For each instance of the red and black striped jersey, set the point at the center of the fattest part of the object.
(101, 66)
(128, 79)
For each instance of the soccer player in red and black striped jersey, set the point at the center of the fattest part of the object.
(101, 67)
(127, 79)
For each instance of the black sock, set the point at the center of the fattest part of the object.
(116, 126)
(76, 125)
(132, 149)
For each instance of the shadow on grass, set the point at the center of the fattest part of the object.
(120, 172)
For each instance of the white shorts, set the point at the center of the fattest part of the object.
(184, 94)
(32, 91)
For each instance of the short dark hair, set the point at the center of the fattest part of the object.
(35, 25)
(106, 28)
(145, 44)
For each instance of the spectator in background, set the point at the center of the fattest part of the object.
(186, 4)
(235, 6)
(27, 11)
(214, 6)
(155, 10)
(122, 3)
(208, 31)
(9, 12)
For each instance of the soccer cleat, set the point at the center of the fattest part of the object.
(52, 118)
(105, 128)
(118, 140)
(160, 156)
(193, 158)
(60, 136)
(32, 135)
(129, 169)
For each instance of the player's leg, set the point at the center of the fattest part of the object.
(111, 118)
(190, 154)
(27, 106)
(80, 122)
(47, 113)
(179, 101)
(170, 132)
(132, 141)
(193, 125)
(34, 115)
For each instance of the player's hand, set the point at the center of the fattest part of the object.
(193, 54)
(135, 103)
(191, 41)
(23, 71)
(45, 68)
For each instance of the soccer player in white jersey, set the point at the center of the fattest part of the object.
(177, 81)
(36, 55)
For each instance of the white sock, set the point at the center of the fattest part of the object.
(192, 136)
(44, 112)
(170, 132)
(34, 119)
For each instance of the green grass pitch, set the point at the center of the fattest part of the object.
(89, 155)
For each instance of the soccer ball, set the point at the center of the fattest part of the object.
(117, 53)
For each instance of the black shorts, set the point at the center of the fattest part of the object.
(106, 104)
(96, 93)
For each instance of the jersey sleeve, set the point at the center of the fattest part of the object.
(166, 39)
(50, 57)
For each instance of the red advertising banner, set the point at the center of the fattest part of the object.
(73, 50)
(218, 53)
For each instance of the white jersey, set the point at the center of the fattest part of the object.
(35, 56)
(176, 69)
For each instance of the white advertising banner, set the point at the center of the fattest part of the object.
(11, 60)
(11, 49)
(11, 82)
▬▬▬▬▬▬
TASK TO COMPLETE:
Please rewrite the data starting at the line containing "For each instance of the player's hand, set" and ending at the last line of the data, with "banner" changed to "sign" and nothing else altered.

RESULT FOR THIS TASK:
For each instance of the player's hand, set the point at the center of the fattest part of the object.
(193, 54)
(135, 103)
(191, 41)
(23, 71)
(45, 68)
For each instance of the soccer player in white jersey, set the point at the center of the fattest part of the object.
(177, 81)
(36, 55)
For each instance of the white sock, set the point at the center of the fattest part of the object.
(192, 136)
(44, 112)
(170, 132)
(34, 119)
For each instance of the green grass pitch, set the point at the center of the fattest part of the object.
(89, 155)
For each instance of the soccer ball, set the point at the center of the fattest part of the object.
(117, 53)
For each instance of the black shorts, set the point at the center of the fattest part of the object.
(106, 104)
(96, 93)
For each instance of the jersey sleeve, set the point at the center of the fattest part of the object.
(166, 39)
(50, 57)
For each instance of the red advertising sign, set the point at the center of the fattest part of the object.
(73, 50)
(218, 53)
For each instance of the white jersey, set the point at the center of the fattest part of the object.
(35, 56)
(176, 69)
For each instance of the white advertising sign, set the point at the center of the fattest part of the object.
(11, 60)
(11, 49)
(11, 82)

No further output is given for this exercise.